__Data excerpts__:

————————

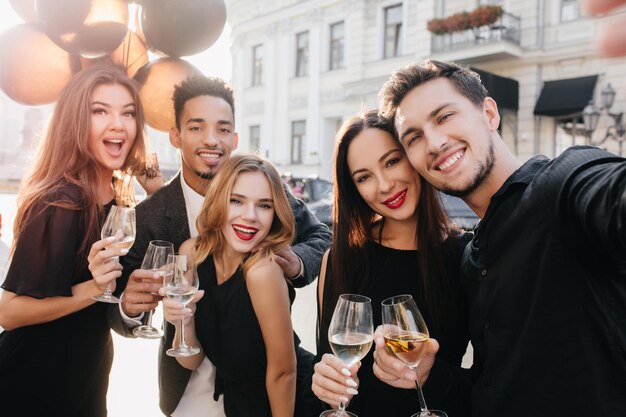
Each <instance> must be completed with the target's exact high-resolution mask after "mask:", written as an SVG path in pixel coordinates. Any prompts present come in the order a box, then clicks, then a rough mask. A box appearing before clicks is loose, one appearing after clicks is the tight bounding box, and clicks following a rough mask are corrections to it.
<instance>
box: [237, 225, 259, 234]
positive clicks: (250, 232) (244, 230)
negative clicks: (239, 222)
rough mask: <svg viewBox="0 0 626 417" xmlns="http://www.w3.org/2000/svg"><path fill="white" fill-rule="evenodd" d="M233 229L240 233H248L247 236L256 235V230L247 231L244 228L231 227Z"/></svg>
mask: <svg viewBox="0 0 626 417" xmlns="http://www.w3.org/2000/svg"><path fill="white" fill-rule="evenodd" d="M233 229H235V230H237V231H238V232H241V233H248V234H252V233H256V232H257V231H256V229H247V228H245V227H240V226H233Z"/></svg>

————————

__Task instructions__:
For every line of the data above that contains "instance", copy that line.

__Task result__:
Each <instance> must be completed with the target's exact high-resolution mask after "mask:", written as an SVG path in pixel coordinates. Any prompts present come in the order a box, then clicks, then a rough mask. A box appearing before clicks is loose, one appearing after clicks is the tight bounding box, and clicks following a rough mask are corrections to it.
<instance>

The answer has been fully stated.